_Exercise_: Set down every line of the data exactly, skipping the pictures.

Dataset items
....
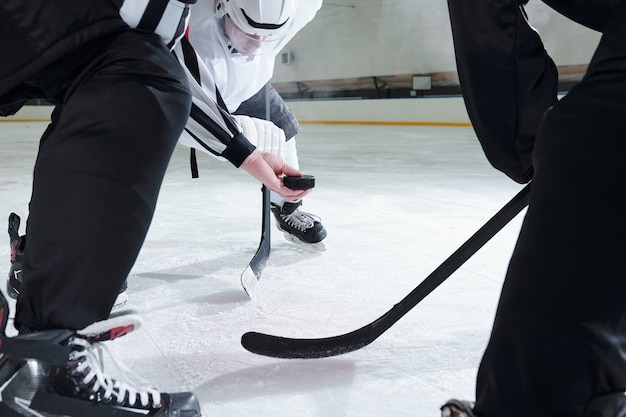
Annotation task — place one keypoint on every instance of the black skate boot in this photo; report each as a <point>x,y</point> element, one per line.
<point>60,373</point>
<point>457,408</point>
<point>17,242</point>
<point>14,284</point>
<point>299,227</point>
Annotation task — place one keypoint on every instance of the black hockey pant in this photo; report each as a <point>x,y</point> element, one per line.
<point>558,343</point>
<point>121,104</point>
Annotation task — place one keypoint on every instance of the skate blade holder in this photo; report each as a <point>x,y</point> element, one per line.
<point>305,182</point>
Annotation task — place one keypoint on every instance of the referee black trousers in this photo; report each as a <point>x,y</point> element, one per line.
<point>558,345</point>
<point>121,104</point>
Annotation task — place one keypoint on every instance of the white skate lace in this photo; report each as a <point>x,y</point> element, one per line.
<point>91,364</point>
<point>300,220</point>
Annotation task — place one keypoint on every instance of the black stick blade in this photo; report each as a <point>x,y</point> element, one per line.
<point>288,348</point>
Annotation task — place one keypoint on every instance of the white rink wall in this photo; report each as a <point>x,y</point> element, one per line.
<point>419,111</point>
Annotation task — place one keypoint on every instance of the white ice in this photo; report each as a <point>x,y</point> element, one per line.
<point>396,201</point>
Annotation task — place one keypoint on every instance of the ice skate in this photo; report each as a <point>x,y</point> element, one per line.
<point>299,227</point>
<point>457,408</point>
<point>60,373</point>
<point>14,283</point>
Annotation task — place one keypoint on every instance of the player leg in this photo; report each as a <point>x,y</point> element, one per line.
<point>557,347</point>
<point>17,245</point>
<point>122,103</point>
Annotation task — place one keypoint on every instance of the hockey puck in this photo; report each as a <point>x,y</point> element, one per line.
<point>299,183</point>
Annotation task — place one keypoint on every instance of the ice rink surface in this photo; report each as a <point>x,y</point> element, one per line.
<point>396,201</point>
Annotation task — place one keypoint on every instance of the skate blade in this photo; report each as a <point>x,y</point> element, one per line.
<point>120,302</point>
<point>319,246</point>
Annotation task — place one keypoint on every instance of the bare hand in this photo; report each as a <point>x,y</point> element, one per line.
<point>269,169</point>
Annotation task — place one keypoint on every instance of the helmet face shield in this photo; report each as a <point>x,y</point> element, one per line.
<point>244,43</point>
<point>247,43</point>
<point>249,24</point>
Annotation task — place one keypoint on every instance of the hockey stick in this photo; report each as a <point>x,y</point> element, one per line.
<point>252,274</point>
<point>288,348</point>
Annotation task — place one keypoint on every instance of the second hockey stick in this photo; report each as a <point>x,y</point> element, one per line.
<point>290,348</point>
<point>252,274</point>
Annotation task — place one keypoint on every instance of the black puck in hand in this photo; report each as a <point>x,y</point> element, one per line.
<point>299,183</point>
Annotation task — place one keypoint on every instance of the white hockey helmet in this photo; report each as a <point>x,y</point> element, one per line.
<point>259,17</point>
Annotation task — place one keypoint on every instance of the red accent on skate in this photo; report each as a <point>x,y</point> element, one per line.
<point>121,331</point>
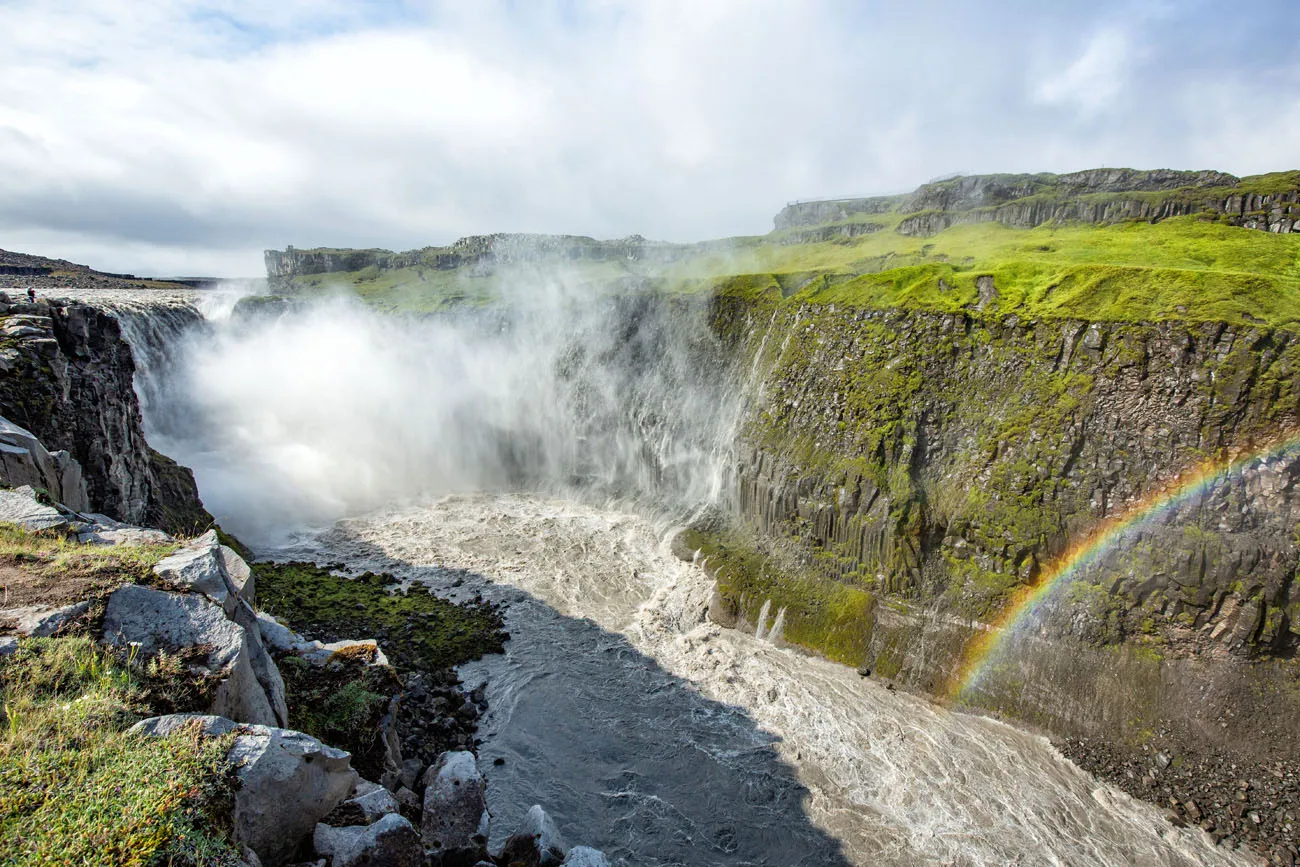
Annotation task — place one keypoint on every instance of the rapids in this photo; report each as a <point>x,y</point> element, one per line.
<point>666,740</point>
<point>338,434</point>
....
_Exercise result_:
Annotation task — place one keypoint on every instance of the black skate boot in this photo; report each as a <point>x,y</point> element, one per line.
<point>60,373</point>
<point>457,408</point>
<point>17,242</point>
<point>14,284</point>
<point>299,227</point>
Annotation task — place one keypoint on every instance of the black hockey pant in this photo; report each as a <point>x,y</point> element, one per line.
<point>558,343</point>
<point>121,104</point>
Annotation task — place one keypoint on every instance of the skate blade holder in this photo; report each as a <point>x,y</point> element, one per line.
<point>305,182</point>
Annotation task — place one keypoint on every instance of the referee black trousers in this photo; report each as a <point>x,y</point> element, one per line.
<point>558,345</point>
<point>121,104</point>
Annotation task — place one keypoint on every instance of the white skate lace in this photo; report each as a <point>x,y</point> element, one per line.
<point>91,364</point>
<point>300,220</point>
Annotation task — place one keypoint on every instance of the black stick blade in this photo; report each as a <point>x,y</point> element, one per line.
<point>288,348</point>
Annotation task — place one keypoint on every instance of the white rink wall in this photo; report each as a <point>x,y</point> element, one per line.
<point>419,111</point>
Annotation task — place one keypoint on every instance of the white ice in this photo; report each as a <point>x,y</point> element, one per line.
<point>396,201</point>
Annotation task — place one keypoint on every instance of the ice skate in this photo; report each as a <point>x,y</point> element, one per line.
<point>299,227</point>
<point>457,408</point>
<point>60,373</point>
<point>14,283</point>
Annotation task — place one keypoint on every instance of the player leg in this photo; report each as a <point>x,y</point> element, one per line.
<point>557,347</point>
<point>17,245</point>
<point>122,103</point>
Annotation task — place one keypoint on every instance of the hockey puck in this photo; report each as a <point>x,y</point> element, one per line.
<point>299,183</point>
Annotation task — place one keypoint on every instance of the ice rink surface in this photo; report each as a <point>x,y</point> element, one per line.
<point>396,201</point>
Annotation task — place one keypoint on every instance of the skate blade in this photo; report each as a <point>x,y</point> element, one per line.
<point>120,302</point>
<point>319,246</point>
Annotation task — place one keypoint on every instance of the bare hand in this photo; report each as a <point>x,y</point> element, one per line.
<point>269,169</point>
Annotation task — place one keypoint on every instance of the helmet face shield in this photo; report each as a <point>x,y</point> element, one per line.
<point>244,43</point>
<point>247,43</point>
<point>249,24</point>
Annotation task — place one keypoint on every instance of the hockey stick in this photo; report each as a <point>x,y</point> element, one per line.
<point>252,274</point>
<point>288,348</point>
Annotation task — place one keypoint on every instance of the second hockey stick in this photo; report each as a <point>x,y</point> element, one per line.
<point>290,348</point>
<point>252,274</point>
Annotation task — place one keypoint on every instance of the black puck in hand in this photo; report each as a <point>x,y</point> element, one per line.
<point>299,183</point>
Annotation task — place one keypoint on every instance of the white hockey helmet in this photo; report each as a <point>x,y</point> element, one per line.
<point>259,17</point>
Annotation task — place one keypoint on every instance of the red accent on skate in this photo; report each as a <point>x,y</point> element, one per line.
<point>121,331</point>
Annotation task — place one keypoint on every instance of the rapids in this photo; report each as a <point>x,y</point> element, one per line.
<point>666,740</point>
<point>338,434</point>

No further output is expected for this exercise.